Trecho selecionado.

Houve uma prévia que foi anulada por nós. Não por fraude, mas porque a prévia não se deu conforme as regras fixadas pelo Diretório Nacional sobre confecção de listas e quem tinha direito a voto. Com a anulação da prévia e convocação de outra, o clima começou a ficar cada vez mais acirrado.
Começou uma disputa muito fratricida. Nós então conclamamos os dois candidatos a refletir sobre a possibilidade de um terceiro nome. O Maurício Rands atendeu nosso pedido, retirou seu nome e apoiou o (senador) Humberto Costa. Ele fez até manifesto.

Já o João da Costa permaneceu. Vimos que não havia mais condições políticas para o prefeito continuar. Então a direção nacional e a municipal referendaram o nome do Humberto Costa.
Depois desse episódio, o Maurício Rands abriu mão do mandato de deputado, do cargo no governo do estado e deixou o PT...

Ele agora alega que houve uma decisão autoritária a partir de São Paulo. Eu estranho isso. Ele abriu mão da candidatura. O João da Costa até poderia dizer que sofreu intervenção. O Maurício Rands não.
Como avalia esse movimento do Maurício Rands?

Foi uma decisão pessoal dele. As motivações eu desconheço. Ele não me comunicou nada. Soube através de uma carta ao povo de Pernambuco. Não vou comentar as razões pessoais dele. Do ponto de vista político, as razões não se sustentam. Ele estava há três mandatos no PT. Nunca fez nenhuma denúncia de autoritarismo, participou de uma prévia e desistiu da candidatura.

Ficou frustrado com a decisão da deputada Luiza Erundina (PSB-SP) de não ser vice na chapa de Fernando Haddad na capital? Ela ajudaria muito na periferia...
O PT é muito forte na periferia. Tenho certeza que vamos crescer muito também nos bairros intermediários e no centro. Hoje temos a presidente Dilma e o presidente Lula pela primeira vez com mais influência na decisão do voto do que o governador Geraldo Alckmin. Isso é um fato inédito aqui (em São Paulo). Temos uma aliança forte. Creio que, com a Luiza Erundina na campanha, mesmo sem ser a vice, vamos obter um bom resultado.

A aliança do PT com o Maluf repercutiu muito mal na opinião pública e nas redes sociais. Vale mesmo a pena?
O PP (partido de Maluf) participa da base de apoio da presidente Dilma, participou do governo Lula desde 2005 e tem lideranças expressivas no país. O partido tem um ministro jovem e muito atuante, que é o Aguinaldo Ribeiro. Essa aliança traz uma contribuição para a campanha.

Muita gente fala que aquela imagem do Paulo Maluf com o Haddad e o Lula vai ficar marcada na história da política paulistana...

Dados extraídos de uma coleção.

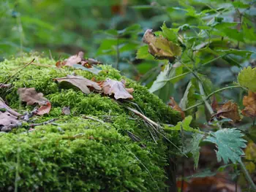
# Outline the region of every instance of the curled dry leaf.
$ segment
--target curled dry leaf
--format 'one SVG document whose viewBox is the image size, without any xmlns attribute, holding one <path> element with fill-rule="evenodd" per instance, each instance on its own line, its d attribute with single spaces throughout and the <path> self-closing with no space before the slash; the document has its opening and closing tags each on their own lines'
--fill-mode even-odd
<svg viewBox="0 0 256 192">
<path fill-rule="evenodd" d="M 21 101 L 26 102 L 27 105 L 33 105 L 37 103 L 39 105 L 44 105 L 48 100 L 43 97 L 44 94 L 37 93 L 34 88 L 18 88 L 18 93 L 20 96 Z"/>
<path fill-rule="evenodd" d="M 46 113 L 49 113 L 51 108 L 51 104 L 50 102 L 47 102 L 45 104 L 42 105 L 37 112 L 37 114 L 39 115 L 43 115 Z"/>
<path fill-rule="evenodd" d="M 256 117 L 256 93 L 249 91 L 248 96 L 244 96 L 243 105 L 245 107 L 242 110 L 242 114 L 244 116 L 255 118 Z"/>
<path fill-rule="evenodd" d="M 10 131 L 12 128 L 21 125 L 17 117 L 10 113 L 8 111 L 0 112 L 0 130 L 1 131 Z"/>
<path fill-rule="evenodd" d="M 106 95 L 114 95 L 116 99 L 132 99 L 133 96 L 130 94 L 134 91 L 133 88 L 126 88 L 125 81 L 117 81 L 111 79 L 106 79 L 99 83 L 102 88 L 102 91 Z"/>
<path fill-rule="evenodd" d="M 158 59 L 174 61 L 181 54 L 181 48 L 162 37 L 156 37 L 152 29 L 148 29 L 143 38 L 143 42 L 148 45 L 148 53 Z"/>
<path fill-rule="evenodd" d="M 223 174 L 215 176 L 195 177 L 187 183 L 184 182 L 185 192 L 241 192 L 238 186 L 232 183 Z M 181 188 L 181 182 L 177 182 L 177 186 Z"/>
<path fill-rule="evenodd" d="M 99 61 L 94 58 L 86 59 L 83 57 L 84 53 L 83 51 L 80 51 L 78 54 L 72 55 L 63 61 L 58 61 L 56 66 L 58 68 L 61 68 L 64 66 L 74 66 L 75 64 L 80 64 L 85 67 L 91 68 L 92 65 L 101 64 Z"/>
<path fill-rule="evenodd" d="M 168 105 L 170 106 L 174 110 L 178 111 L 181 113 L 181 118 L 185 118 L 185 112 L 181 110 L 178 104 L 174 101 L 173 97 L 170 97 Z"/>
<path fill-rule="evenodd" d="M 67 82 L 72 85 L 78 88 L 84 93 L 90 93 L 90 89 L 89 87 L 93 88 L 94 90 L 101 91 L 101 87 L 96 82 L 84 78 L 82 76 L 75 76 L 68 74 L 66 77 L 56 78 L 55 80 L 59 82 Z"/>
<path fill-rule="evenodd" d="M 15 115 L 15 116 L 21 116 L 21 115 L 15 110 L 13 110 L 12 108 L 10 108 L 8 105 L 7 105 L 4 100 L 0 97 L 0 109 L 5 109 L 7 112 L 9 112 L 10 114 Z"/>
<path fill-rule="evenodd" d="M 211 119 L 214 117 L 228 118 L 232 120 L 233 123 L 236 123 L 241 120 L 237 104 L 233 103 L 230 101 L 219 107 L 217 114 L 213 115 Z"/>
</svg>

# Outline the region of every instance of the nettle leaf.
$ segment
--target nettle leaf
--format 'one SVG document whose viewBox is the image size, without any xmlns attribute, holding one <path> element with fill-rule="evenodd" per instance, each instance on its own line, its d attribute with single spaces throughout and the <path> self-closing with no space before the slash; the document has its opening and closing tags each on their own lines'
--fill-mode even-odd
<svg viewBox="0 0 256 192">
<path fill-rule="evenodd" d="M 169 79 L 176 75 L 176 71 L 178 68 L 173 67 L 170 64 L 165 66 L 165 70 L 161 72 L 157 76 L 157 80 L 153 82 L 152 86 L 149 88 L 150 93 L 154 93 L 163 88 Z"/>
<path fill-rule="evenodd" d="M 165 131 L 181 131 L 182 129 L 186 131 L 195 132 L 195 129 L 189 126 L 189 124 L 192 120 L 191 115 L 186 117 L 182 121 L 178 122 L 177 125 L 174 127 L 170 127 L 165 125 Z"/>
<path fill-rule="evenodd" d="M 241 156 L 244 155 L 241 148 L 246 147 L 246 141 L 242 139 L 244 134 L 239 130 L 236 128 L 223 128 L 216 132 L 210 131 L 209 134 L 203 141 L 216 144 L 219 162 L 222 159 L 225 164 L 227 164 L 229 160 L 234 164 L 241 161 Z"/>
<path fill-rule="evenodd" d="M 256 68 L 252 69 L 251 66 L 244 68 L 238 74 L 238 80 L 241 86 L 256 92 Z"/>
<path fill-rule="evenodd" d="M 191 153 L 192 154 L 194 161 L 195 161 L 195 169 L 198 166 L 199 156 L 200 156 L 200 143 L 201 142 L 203 134 L 194 134 L 192 135 L 193 138 L 190 142 L 189 145 L 191 146 Z"/>
<path fill-rule="evenodd" d="M 167 38 L 169 41 L 177 42 L 177 39 L 178 39 L 177 33 L 178 33 L 178 28 L 176 28 L 176 29 L 169 28 L 166 26 L 165 23 L 164 23 L 162 24 L 162 26 L 161 27 L 161 29 L 162 29 L 162 32 L 160 32 L 161 35 Z"/>
</svg>

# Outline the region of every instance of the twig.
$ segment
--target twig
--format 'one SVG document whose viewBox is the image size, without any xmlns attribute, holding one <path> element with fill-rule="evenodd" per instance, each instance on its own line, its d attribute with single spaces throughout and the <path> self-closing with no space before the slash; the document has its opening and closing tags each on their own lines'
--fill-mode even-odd
<svg viewBox="0 0 256 192">
<path fill-rule="evenodd" d="M 6 84 L 11 78 L 12 78 L 14 76 L 15 76 L 17 74 L 18 74 L 19 72 L 20 72 L 23 69 L 24 69 L 26 67 L 27 67 L 29 65 L 30 65 L 31 64 L 32 64 L 34 61 L 34 58 L 33 58 L 33 60 L 31 61 L 30 61 L 29 64 L 26 64 L 20 71 L 17 72 L 16 73 L 15 73 L 14 74 L 11 75 L 5 82 L 4 82 L 1 85 L 0 85 L 0 88 L 2 88 L 3 85 Z"/>
<path fill-rule="evenodd" d="M 106 123 L 105 123 L 105 122 L 104 122 L 103 120 L 102 120 L 97 119 L 97 118 L 92 118 L 92 117 L 90 117 L 90 116 L 86 116 L 86 115 L 83 116 L 83 118 L 90 119 L 90 120 L 95 120 L 95 121 L 99 122 L 99 123 L 104 124 L 105 126 L 106 126 L 106 127 L 108 127 L 108 128 L 111 128 L 110 126 L 108 126 L 108 125 L 106 124 Z"/>
<path fill-rule="evenodd" d="M 44 125 L 47 125 L 47 124 L 49 124 L 55 120 L 58 120 L 57 118 L 53 118 L 53 119 L 51 119 L 51 120 L 47 120 L 47 121 L 45 121 L 45 122 L 42 122 L 42 123 L 32 123 L 32 124 L 30 124 L 29 126 L 31 127 L 35 127 L 35 126 L 44 126 Z"/>
</svg>

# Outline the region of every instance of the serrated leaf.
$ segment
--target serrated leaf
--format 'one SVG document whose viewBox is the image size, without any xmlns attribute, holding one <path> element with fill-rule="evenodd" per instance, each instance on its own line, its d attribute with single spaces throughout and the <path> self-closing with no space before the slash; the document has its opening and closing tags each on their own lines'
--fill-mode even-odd
<svg viewBox="0 0 256 192">
<path fill-rule="evenodd" d="M 157 76 L 157 80 L 153 82 L 152 86 L 149 88 L 148 91 L 150 93 L 154 93 L 157 90 L 163 88 L 166 83 L 168 82 L 167 80 L 170 79 L 175 75 L 174 67 L 172 67 L 170 65 L 167 64 L 165 66 L 165 70 L 161 72 Z"/>
<path fill-rule="evenodd" d="M 223 159 L 225 164 L 230 160 L 233 163 L 241 161 L 241 156 L 244 155 L 241 148 L 246 147 L 246 142 L 242 137 L 244 134 L 235 128 L 223 128 L 216 132 L 209 132 L 210 135 L 203 139 L 205 142 L 214 143 L 217 150 L 216 154 L 218 161 Z"/>
<path fill-rule="evenodd" d="M 238 74 L 238 80 L 239 84 L 252 92 L 256 92 L 256 68 L 251 66 L 244 68 Z"/>
</svg>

Problemas para resolver.
1. Traduza para o inglês esta frase da entrevista sobre o PT: "Ele agora alega que houve uma decisão autoritária a partir de São Paulo."
2. Dê continuidade à entrevista sobre o PT a partir do ponto em que ela para.
Esses dados não têm nenhuma relação com a entrevista sobre o PT.

Conjunto de respostas.
1. He now claims that there was an authoritarian decision coming from São Paulo.

2.
O ex-prefeito e ex-governador Paulo Maluf já teve presente em várias campanhas em São Paulo. Me lembro que em 1998 ele apoiou a reeleição do presidente Fernando Henrique Cardoso e apareceu em outdoor com ele e o governador Mário Covas. Eram dois palanques do FHC em São Paulo, um deles com o Maluf e outro com o PSDB.

O Maluf apoia o governador Geraldo Alckmin e seu partido integra o governo estadual. É um político polêmico como outras lideranças nacionais. O que dá norte para nossa candidatura é o programa de governo. Ele restabelece as marcas do modo petista de governar e recupera as realizações dos governos Marta (Suplicy) e Erundina que foram destruídas pelos prefeitos Serra e Kassab. Os aliados contribuem, mas há uma matriz política e ideológica que está consagrada no nosso programa.
O eleitor malufista é historicamente anti-petista e conservador. Ele vai migrar para onde na campanha?

O maior contingente desses eleitores já migrou para o PSDB, que é a direita moderna no Brasil. Não é mais a direita do tanque, da truculência e da tortura. Uma parte continua fiel ao ex-prefeito e algumas lideranças do entorno dele, como o vereador Wadih Mutran.
Há um eleitorado jovem hoje que não tem essas referências do ex-prefeito. Ele ainda tem uma influência grande, mas não mais aquela já teve no passado. Lideranças como Ademar de Barros, Jânio com o tempo vão sendo esquecidas e substituídas por outras figuras.

O julgamento do mensalão acontecerá durante a campanha. Há no PT o temor que ele contamine o processo e prejudique os candidatos do partido?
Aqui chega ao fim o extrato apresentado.